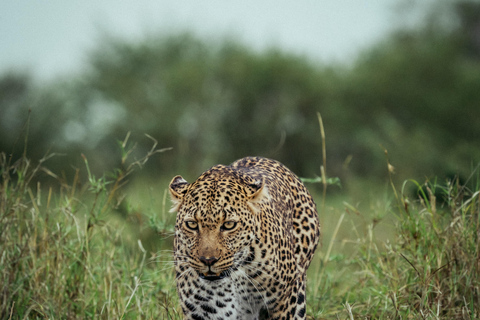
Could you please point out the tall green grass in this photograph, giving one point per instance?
(77, 249)
(428, 269)
(65, 252)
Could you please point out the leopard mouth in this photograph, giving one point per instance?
(210, 276)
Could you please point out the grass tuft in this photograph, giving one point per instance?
(65, 253)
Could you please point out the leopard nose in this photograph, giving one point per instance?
(208, 261)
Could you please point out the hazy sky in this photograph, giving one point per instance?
(52, 37)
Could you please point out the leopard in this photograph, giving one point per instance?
(245, 235)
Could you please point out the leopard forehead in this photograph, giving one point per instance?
(214, 198)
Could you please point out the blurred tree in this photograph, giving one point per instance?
(416, 93)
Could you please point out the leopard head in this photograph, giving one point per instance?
(216, 221)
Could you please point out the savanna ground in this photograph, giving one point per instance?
(98, 247)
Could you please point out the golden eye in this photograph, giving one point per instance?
(192, 225)
(229, 225)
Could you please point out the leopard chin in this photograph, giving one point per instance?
(210, 276)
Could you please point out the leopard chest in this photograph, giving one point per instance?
(235, 297)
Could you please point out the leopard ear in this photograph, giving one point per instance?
(178, 187)
(259, 194)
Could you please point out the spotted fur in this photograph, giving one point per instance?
(244, 237)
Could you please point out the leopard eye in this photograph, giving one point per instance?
(192, 225)
(229, 225)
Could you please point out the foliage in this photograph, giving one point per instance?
(428, 270)
(65, 254)
(415, 93)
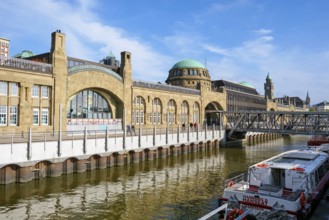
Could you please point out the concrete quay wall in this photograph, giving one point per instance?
(23, 162)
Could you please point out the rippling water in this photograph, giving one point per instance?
(181, 187)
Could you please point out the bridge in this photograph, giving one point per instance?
(308, 123)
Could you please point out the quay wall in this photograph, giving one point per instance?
(23, 162)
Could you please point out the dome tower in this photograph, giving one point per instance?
(189, 73)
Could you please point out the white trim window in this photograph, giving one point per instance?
(36, 91)
(196, 112)
(184, 112)
(44, 116)
(3, 88)
(3, 115)
(35, 116)
(156, 110)
(138, 110)
(13, 89)
(45, 91)
(13, 115)
(171, 111)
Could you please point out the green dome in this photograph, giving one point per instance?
(188, 64)
(246, 84)
(24, 54)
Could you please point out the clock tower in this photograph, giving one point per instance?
(269, 88)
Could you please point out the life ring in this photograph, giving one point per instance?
(302, 199)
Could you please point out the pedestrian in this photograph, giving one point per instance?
(133, 129)
(195, 126)
(128, 129)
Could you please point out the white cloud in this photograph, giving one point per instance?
(263, 31)
(87, 37)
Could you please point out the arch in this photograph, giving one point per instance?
(89, 103)
(9, 173)
(42, 169)
(156, 111)
(110, 87)
(211, 113)
(138, 110)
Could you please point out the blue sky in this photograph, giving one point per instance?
(238, 40)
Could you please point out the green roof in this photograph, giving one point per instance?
(188, 64)
(24, 54)
(246, 84)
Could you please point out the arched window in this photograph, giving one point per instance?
(88, 104)
(138, 110)
(184, 112)
(196, 113)
(171, 112)
(155, 115)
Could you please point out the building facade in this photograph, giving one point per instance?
(49, 90)
(322, 106)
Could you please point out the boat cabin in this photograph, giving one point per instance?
(288, 172)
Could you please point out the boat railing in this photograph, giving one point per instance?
(239, 183)
(239, 179)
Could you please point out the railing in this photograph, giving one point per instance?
(23, 137)
(171, 88)
(25, 64)
(33, 146)
(309, 123)
(240, 183)
(84, 67)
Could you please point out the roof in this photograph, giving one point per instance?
(324, 103)
(243, 83)
(188, 63)
(306, 159)
(24, 54)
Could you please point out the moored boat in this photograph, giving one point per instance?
(318, 140)
(288, 185)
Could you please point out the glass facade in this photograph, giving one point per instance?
(89, 104)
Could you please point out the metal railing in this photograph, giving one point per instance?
(240, 183)
(23, 137)
(25, 64)
(84, 67)
(165, 87)
(309, 123)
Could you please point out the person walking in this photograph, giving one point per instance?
(133, 129)
(128, 129)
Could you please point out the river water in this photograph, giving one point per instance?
(181, 187)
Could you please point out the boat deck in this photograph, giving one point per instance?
(266, 190)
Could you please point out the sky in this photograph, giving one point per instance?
(237, 40)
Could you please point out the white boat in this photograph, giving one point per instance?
(289, 184)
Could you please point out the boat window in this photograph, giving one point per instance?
(321, 172)
(316, 178)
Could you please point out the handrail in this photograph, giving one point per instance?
(25, 64)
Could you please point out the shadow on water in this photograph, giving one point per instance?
(181, 187)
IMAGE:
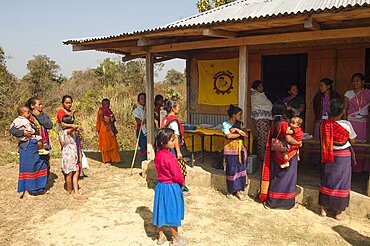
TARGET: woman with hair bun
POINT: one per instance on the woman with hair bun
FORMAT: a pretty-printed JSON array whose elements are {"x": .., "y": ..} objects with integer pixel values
[
  {"x": 357, "y": 103},
  {"x": 261, "y": 114},
  {"x": 321, "y": 103},
  {"x": 337, "y": 135},
  {"x": 235, "y": 153}
]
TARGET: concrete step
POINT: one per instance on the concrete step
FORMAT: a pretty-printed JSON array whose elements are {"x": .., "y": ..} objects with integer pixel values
[{"x": 208, "y": 177}]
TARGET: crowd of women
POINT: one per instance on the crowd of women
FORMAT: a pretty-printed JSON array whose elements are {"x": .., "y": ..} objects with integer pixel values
[
  {"x": 31, "y": 128},
  {"x": 338, "y": 121}
]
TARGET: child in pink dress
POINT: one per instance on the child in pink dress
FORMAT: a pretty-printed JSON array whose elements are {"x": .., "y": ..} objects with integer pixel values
[{"x": 296, "y": 132}]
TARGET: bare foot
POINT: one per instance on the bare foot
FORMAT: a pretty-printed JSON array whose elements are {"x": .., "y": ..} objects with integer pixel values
[
  {"x": 323, "y": 212},
  {"x": 80, "y": 197},
  {"x": 26, "y": 195}
]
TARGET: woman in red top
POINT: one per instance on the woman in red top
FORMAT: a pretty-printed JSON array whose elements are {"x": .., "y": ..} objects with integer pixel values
[
  {"x": 278, "y": 186},
  {"x": 168, "y": 209}
]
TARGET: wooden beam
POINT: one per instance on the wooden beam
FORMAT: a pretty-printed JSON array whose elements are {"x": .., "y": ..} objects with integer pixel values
[
  {"x": 149, "y": 75},
  {"x": 295, "y": 37},
  {"x": 219, "y": 33},
  {"x": 243, "y": 80},
  {"x": 128, "y": 57},
  {"x": 162, "y": 59},
  {"x": 311, "y": 24},
  {"x": 149, "y": 42},
  {"x": 100, "y": 46}
]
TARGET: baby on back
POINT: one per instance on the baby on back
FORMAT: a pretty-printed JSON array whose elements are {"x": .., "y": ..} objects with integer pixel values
[{"x": 22, "y": 122}]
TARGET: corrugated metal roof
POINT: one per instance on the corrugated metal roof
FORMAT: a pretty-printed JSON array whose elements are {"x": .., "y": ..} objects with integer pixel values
[{"x": 245, "y": 10}]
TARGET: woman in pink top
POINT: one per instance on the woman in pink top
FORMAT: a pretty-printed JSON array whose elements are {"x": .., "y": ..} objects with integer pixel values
[{"x": 168, "y": 207}]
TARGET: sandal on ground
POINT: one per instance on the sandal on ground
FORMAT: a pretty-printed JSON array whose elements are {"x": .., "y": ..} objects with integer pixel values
[
  {"x": 181, "y": 242},
  {"x": 229, "y": 196},
  {"x": 187, "y": 193},
  {"x": 161, "y": 241},
  {"x": 80, "y": 197},
  {"x": 240, "y": 197},
  {"x": 265, "y": 205},
  {"x": 323, "y": 212},
  {"x": 339, "y": 216}
]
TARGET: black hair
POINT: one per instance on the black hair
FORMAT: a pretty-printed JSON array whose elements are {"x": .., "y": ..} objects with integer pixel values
[
  {"x": 105, "y": 101},
  {"x": 256, "y": 83},
  {"x": 141, "y": 94},
  {"x": 21, "y": 110},
  {"x": 68, "y": 119},
  {"x": 30, "y": 102},
  {"x": 327, "y": 82},
  {"x": 278, "y": 111},
  {"x": 291, "y": 85},
  {"x": 157, "y": 99},
  {"x": 65, "y": 97},
  {"x": 233, "y": 110},
  {"x": 164, "y": 135},
  {"x": 336, "y": 107},
  {"x": 358, "y": 75},
  {"x": 169, "y": 105}
]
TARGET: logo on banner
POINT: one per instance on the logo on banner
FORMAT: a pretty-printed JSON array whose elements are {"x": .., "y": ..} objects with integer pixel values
[{"x": 223, "y": 82}]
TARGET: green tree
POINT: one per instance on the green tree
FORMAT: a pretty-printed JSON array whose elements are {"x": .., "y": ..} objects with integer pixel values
[
  {"x": 11, "y": 92},
  {"x": 204, "y": 5},
  {"x": 174, "y": 77},
  {"x": 42, "y": 74}
]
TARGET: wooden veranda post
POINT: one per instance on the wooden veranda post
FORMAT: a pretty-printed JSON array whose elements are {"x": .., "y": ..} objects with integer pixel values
[
  {"x": 150, "y": 105},
  {"x": 243, "y": 81}
]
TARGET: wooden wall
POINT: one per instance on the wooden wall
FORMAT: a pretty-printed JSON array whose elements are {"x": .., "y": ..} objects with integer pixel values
[{"x": 335, "y": 62}]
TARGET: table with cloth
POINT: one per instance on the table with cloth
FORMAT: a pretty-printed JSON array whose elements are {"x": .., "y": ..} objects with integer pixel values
[
  {"x": 313, "y": 145},
  {"x": 211, "y": 140}
]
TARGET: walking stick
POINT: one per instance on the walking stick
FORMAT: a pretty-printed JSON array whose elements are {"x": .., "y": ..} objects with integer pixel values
[{"x": 137, "y": 144}]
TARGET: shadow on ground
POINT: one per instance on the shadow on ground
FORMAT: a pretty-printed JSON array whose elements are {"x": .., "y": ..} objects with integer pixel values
[
  {"x": 351, "y": 236},
  {"x": 146, "y": 214},
  {"x": 126, "y": 158}
]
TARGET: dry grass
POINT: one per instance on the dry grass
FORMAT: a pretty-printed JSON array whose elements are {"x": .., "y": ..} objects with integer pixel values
[{"x": 119, "y": 212}]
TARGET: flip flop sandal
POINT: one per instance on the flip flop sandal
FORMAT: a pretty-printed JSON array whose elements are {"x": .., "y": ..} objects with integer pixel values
[{"x": 161, "y": 241}]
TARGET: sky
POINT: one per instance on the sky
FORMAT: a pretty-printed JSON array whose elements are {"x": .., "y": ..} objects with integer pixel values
[{"x": 37, "y": 27}]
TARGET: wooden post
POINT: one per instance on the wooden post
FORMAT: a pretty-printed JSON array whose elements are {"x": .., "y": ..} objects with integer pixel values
[
  {"x": 243, "y": 81},
  {"x": 150, "y": 105},
  {"x": 187, "y": 69}
]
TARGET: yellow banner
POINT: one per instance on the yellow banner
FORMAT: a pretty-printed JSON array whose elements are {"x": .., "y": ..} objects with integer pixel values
[{"x": 218, "y": 82}]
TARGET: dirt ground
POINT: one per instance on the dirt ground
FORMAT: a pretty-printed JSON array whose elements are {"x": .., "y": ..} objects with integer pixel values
[{"x": 119, "y": 211}]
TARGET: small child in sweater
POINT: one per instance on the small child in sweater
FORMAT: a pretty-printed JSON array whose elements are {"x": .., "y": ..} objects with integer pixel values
[
  {"x": 22, "y": 122},
  {"x": 296, "y": 132},
  {"x": 168, "y": 207}
]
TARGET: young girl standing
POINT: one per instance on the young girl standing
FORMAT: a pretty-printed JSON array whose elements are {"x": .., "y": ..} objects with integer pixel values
[
  {"x": 168, "y": 207},
  {"x": 70, "y": 159}
]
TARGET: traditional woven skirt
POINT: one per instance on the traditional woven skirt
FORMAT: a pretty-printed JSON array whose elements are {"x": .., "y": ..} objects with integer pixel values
[
  {"x": 235, "y": 156},
  {"x": 33, "y": 171},
  {"x": 336, "y": 182},
  {"x": 142, "y": 144},
  {"x": 282, "y": 189},
  {"x": 168, "y": 209}
]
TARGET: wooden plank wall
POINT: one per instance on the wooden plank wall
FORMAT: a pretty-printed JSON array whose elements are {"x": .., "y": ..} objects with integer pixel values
[
  {"x": 253, "y": 74},
  {"x": 337, "y": 63}
]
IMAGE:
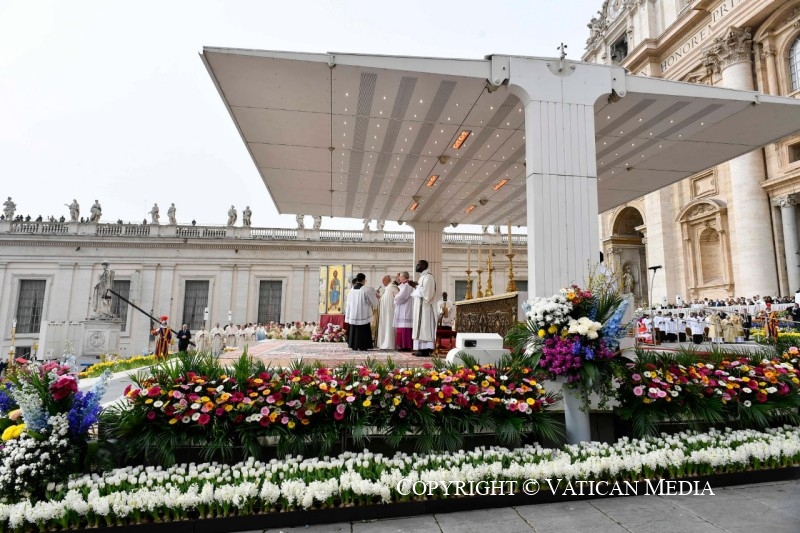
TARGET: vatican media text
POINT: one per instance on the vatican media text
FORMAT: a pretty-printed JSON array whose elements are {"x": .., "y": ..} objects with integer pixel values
[{"x": 555, "y": 486}]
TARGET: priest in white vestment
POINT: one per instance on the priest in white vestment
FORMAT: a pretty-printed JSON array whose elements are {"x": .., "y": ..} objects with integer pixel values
[
  {"x": 424, "y": 327},
  {"x": 358, "y": 314},
  {"x": 386, "y": 332},
  {"x": 403, "y": 314},
  {"x": 201, "y": 340},
  {"x": 446, "y": 312},
  {"x": 216, "y": 335}
]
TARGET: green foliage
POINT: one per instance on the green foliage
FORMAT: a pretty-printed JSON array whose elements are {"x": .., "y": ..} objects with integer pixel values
[
  {"x": 700, "y": 389},
  {"x": 142, "y": 432}
]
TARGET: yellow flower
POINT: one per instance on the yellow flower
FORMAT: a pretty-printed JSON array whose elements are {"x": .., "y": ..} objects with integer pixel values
[{"x": 12, "y": 432}]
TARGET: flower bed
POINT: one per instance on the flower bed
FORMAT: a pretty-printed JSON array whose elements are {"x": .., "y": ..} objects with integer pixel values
[
  {"x": 331, "y": 333},
  {"x": 751, "y": 391},
  {"x": 52, "y": 438},
  {"x": 575, "y": 335},
  {"x": 141, "y": 495},
  {"x": 118, "y": 365},
  {"x": 198, "y": 403}
]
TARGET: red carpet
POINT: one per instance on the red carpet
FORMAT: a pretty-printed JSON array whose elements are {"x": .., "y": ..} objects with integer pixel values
[{"x": 283, "y": 353}]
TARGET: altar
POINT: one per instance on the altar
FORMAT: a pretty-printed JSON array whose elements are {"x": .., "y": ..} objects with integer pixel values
[
  {"x": 337, "y": 319},
  {"x": 491, "y": 314}
]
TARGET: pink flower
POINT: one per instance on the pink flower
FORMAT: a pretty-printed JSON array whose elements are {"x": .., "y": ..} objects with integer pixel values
[{"x": 64, "y": 386}]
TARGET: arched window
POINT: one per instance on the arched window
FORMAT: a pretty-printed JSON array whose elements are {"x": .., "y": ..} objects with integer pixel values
[
  {"x": 710, "y": 256},
  {"x": 794, "y": 64}
]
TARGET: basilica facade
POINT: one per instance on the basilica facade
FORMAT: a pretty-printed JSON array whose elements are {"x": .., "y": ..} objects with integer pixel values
[
  {"x": 730, "y": 230},
  {"x": 201, "y": 275}
]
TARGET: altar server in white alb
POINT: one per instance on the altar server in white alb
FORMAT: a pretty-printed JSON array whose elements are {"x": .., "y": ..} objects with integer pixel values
[
  {"x": 358, "y": 314},
  {"x": 217, "y": 339},
  {"x": 386, "y": 331},
  {"x": 424, "y": 327},
  {"x": 445, "y": 311}
]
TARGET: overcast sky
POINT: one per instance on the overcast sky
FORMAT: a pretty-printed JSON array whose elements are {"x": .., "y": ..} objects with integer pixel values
[{"x": 109, "y": 100}]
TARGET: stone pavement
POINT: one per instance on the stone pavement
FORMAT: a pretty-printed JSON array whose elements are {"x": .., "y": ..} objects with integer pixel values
[{"x": 772, "y": 507}]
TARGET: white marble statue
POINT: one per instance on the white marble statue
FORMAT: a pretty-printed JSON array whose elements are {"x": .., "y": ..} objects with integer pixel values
[
  {"x": 96, "y": 212},
  {"x": 8, "y": 208},
  {"x": 74, "y": 210},
  {"x": 154, "y": 215},
  {"x": 102, "y": 298},
  {"x": 171, "y": 215}
]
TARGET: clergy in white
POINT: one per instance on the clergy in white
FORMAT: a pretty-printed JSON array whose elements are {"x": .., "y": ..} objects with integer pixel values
[
  {"x": 201, "y": 340},
  {"x": 403, "y": 313},
  {"x": 424, "y": 327},
  {"x": 216, "y": 335},
  {"x": 386, "y": 332},
  {"x": 445, "y": 311},
  {"x": 358, "y": 314}
]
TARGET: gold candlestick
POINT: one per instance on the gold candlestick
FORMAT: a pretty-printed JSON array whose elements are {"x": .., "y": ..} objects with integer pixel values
[
  {"x": 512, "y": 285},
  {"x": 489, "y": 269},
  {"x": 12, "y": 351}
]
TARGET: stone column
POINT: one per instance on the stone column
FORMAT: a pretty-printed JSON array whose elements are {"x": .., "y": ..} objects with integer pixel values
[
  {"x": 561, "y": 167},
  {"x": 754, "y": 266},
  {"x": 768, "y": 54},
  {"x": 561, "y": 175},
  {"x": 428, "y": 246},
  {"x": 791, "y": 245}
]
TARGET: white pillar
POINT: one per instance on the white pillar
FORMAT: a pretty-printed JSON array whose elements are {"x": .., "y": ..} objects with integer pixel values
[
  {"x": 561, "y": 177},
  {"x": 428, "y": 246},
  {"x": 561, "y": 167},
  {"x": 788, "y": 205},
  {"x": 754, "y": 264}
]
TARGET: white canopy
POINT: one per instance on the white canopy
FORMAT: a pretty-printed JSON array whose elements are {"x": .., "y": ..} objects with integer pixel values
[{"x": 362, "y": 136}]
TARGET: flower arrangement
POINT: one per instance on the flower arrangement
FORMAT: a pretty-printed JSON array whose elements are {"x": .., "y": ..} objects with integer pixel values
[
  {"x": 118, "y": 365},
  {"x": 331, "y": 333},
  {"x": 54, "y": 433},
  {"x": 575, "y": 335},
  {"x": 139, "y": 494},
  {"x": 749, "y": 390},
  {"x": 220, "y": 409}
]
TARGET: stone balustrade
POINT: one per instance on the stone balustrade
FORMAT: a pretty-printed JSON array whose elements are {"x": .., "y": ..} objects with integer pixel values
[{"x": 222, "y": 232}]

Directive -
All lines from the one that contains "TARGET: white canopy" through the end of the material are to be quoted exactly, with both ends included.

The result -
TARGET: white canopy
POINT: one per instance on the white canopy
FORMAT: a pretty-printed JSON array whose elements are {"x": .., "y": ..} objects with integer pixel values
[{"x": 362, "y": 136}]
TARGET: flower arrangement
POINT: one per instance on the flower arrangement
FORMAT: a pretty-printed JSON array whose elements are {"x": .., "y": ..} objects with integer pixel values
[
  {"x": 118, "y": 365},
  {"x": 331, "y": 333},
  {"x": 54, "y": 433},
  {"x": 575, "y": 335},
  {"x": 139, "y": 494},
  {"x": 749, "y": 390},
  {"x": 220, "y": 409}
]
TARGET: stone balustrade
POINT: one per instance on the stone balustrade
FORMAT: a pretty-printed JSON array whose elements are {"x": .., "y": ..} objects with integer pixel values
[{"x": 222, "y": 232}]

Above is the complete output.